=== DATA SECTION ===
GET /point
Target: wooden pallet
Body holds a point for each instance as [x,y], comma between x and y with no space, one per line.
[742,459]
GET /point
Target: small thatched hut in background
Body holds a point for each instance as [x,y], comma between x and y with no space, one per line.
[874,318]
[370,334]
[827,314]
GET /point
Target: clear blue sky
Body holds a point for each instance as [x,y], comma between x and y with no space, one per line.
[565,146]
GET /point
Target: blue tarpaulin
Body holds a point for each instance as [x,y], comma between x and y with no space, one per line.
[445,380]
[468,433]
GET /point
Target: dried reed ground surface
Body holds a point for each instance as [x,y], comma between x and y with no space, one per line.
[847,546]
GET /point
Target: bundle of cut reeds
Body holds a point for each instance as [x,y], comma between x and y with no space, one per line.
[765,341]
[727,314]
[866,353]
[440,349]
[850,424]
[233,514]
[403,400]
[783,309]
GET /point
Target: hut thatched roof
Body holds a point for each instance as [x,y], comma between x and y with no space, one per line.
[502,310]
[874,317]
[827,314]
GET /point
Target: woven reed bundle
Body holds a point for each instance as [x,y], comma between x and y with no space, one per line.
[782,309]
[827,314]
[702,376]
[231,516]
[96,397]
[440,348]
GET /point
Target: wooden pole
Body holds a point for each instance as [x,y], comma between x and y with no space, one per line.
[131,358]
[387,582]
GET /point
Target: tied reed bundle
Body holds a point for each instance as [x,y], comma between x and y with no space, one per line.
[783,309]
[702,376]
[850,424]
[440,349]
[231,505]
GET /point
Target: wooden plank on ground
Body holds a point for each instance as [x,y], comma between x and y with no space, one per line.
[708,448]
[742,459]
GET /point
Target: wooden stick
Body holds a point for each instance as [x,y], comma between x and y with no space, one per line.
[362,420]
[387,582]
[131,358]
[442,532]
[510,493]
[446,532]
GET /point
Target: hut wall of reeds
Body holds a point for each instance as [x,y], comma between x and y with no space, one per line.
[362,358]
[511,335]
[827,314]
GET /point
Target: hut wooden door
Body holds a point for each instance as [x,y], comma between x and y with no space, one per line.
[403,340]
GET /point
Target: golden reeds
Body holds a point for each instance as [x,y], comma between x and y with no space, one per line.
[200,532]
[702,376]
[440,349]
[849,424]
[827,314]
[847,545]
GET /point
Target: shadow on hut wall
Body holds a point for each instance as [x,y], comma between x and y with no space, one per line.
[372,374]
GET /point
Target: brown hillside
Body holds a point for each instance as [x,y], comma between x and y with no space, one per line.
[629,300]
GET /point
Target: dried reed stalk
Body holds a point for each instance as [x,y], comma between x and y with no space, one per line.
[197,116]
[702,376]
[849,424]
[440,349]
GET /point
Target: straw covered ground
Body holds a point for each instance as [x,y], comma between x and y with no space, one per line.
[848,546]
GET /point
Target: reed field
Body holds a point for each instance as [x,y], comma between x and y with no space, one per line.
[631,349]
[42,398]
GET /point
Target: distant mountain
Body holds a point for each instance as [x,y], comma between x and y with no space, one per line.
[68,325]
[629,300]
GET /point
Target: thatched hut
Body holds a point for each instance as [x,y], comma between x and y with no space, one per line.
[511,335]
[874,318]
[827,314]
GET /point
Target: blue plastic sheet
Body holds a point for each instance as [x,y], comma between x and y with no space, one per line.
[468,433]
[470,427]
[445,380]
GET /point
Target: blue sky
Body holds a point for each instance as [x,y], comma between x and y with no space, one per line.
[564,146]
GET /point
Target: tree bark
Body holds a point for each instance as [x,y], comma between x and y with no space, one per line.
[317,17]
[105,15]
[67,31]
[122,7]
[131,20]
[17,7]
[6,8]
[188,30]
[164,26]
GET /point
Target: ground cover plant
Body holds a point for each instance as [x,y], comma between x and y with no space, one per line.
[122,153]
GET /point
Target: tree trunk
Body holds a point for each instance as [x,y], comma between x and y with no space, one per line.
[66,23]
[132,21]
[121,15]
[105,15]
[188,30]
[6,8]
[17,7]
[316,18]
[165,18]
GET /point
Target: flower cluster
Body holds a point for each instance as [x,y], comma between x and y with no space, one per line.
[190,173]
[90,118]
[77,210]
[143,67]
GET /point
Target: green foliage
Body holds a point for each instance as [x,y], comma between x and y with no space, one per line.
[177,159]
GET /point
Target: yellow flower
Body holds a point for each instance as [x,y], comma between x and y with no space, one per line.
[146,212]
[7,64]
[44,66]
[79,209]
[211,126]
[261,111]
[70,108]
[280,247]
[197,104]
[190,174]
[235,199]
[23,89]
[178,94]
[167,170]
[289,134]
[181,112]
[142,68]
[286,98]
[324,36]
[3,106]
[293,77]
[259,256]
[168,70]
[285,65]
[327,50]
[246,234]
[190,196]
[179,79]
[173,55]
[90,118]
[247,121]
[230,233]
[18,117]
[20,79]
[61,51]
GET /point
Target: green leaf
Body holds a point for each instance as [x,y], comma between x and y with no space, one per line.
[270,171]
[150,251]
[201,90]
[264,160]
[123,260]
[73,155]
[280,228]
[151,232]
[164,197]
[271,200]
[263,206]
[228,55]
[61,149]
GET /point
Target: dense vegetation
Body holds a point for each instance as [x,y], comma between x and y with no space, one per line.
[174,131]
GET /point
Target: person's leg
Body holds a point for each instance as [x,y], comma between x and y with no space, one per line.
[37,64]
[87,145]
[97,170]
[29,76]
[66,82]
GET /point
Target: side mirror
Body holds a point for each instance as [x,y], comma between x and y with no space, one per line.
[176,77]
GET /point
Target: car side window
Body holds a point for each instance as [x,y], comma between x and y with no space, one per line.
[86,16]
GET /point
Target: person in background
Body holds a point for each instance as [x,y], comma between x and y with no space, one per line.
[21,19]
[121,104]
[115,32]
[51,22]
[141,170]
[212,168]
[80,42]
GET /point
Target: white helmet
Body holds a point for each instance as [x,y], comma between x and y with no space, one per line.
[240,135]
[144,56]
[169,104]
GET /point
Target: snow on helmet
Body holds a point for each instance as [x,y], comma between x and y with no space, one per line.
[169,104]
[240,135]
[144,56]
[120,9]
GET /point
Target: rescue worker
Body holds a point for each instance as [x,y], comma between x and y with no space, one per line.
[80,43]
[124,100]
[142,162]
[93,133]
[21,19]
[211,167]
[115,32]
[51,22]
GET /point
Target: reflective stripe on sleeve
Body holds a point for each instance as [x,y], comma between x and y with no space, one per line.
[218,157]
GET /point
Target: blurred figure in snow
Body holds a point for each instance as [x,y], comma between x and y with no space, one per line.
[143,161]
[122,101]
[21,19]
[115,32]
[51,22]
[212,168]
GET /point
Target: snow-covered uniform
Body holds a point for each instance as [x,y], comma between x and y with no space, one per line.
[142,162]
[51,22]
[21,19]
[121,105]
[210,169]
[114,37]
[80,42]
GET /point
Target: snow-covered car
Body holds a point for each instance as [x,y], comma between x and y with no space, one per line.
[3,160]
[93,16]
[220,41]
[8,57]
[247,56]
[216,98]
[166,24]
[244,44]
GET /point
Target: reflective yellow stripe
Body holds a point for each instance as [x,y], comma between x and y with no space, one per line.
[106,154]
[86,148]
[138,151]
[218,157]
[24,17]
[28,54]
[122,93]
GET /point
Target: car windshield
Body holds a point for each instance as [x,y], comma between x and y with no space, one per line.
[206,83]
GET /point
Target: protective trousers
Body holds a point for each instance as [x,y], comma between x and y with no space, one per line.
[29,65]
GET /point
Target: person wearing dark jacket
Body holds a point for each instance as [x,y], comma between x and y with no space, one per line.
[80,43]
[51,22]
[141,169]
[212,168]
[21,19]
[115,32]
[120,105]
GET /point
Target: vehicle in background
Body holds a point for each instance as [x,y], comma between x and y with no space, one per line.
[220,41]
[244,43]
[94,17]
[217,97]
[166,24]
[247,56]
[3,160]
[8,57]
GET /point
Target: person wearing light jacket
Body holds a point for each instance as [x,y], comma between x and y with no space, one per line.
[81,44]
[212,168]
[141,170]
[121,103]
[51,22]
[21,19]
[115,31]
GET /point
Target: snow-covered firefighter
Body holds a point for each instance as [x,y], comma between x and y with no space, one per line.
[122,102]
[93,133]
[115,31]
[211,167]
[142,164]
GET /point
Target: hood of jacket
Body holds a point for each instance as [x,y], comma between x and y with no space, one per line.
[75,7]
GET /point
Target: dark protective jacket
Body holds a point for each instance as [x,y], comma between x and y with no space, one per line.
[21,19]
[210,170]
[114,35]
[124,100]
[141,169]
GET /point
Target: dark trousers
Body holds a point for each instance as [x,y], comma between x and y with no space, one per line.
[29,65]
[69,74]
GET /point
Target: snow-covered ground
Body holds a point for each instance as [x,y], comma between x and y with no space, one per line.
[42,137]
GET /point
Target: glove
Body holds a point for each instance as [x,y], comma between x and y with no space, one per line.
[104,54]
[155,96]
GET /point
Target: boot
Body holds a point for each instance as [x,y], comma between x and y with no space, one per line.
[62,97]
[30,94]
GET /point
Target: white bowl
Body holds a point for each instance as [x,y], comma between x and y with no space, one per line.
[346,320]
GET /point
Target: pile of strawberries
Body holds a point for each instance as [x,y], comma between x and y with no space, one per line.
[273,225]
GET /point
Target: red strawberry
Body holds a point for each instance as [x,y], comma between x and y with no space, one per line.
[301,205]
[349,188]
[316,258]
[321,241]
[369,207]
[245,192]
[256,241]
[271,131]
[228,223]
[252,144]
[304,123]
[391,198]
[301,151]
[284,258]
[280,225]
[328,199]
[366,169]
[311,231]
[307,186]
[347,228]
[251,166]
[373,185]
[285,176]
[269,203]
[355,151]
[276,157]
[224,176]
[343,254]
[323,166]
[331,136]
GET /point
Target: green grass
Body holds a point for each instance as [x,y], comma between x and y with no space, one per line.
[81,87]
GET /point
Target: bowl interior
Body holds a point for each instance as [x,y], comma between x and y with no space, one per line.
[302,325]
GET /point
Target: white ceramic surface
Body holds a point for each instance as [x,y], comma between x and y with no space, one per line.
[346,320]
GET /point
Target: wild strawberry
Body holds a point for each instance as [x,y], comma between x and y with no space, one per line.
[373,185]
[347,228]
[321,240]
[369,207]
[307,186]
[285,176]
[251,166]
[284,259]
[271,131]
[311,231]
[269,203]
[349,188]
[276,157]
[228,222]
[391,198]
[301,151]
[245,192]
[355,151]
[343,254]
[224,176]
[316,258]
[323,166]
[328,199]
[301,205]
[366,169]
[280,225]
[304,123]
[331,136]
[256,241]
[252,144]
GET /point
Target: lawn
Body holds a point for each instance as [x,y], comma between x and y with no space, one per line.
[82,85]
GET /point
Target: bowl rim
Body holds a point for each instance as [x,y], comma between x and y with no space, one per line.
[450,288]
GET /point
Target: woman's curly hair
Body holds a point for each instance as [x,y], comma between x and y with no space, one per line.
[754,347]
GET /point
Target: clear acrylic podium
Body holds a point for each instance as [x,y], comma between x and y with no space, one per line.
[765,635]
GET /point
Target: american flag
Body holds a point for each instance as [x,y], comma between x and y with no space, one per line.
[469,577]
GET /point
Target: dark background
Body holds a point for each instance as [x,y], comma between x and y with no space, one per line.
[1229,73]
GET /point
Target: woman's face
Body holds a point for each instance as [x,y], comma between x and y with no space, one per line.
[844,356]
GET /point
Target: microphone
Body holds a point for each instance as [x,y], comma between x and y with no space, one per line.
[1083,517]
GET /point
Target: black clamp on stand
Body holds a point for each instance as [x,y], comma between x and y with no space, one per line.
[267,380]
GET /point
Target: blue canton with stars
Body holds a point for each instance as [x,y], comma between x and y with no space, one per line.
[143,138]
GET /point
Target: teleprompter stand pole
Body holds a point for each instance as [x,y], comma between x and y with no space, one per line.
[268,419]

=== OBJECTIVE ===
In the data above, find every line that contains the word "background" and copy each one. Case counts.

=== SOLUTION BELOW ===
Target: small thatched hut in background
Target: person in background
Target: vehicle in background
Target: dark background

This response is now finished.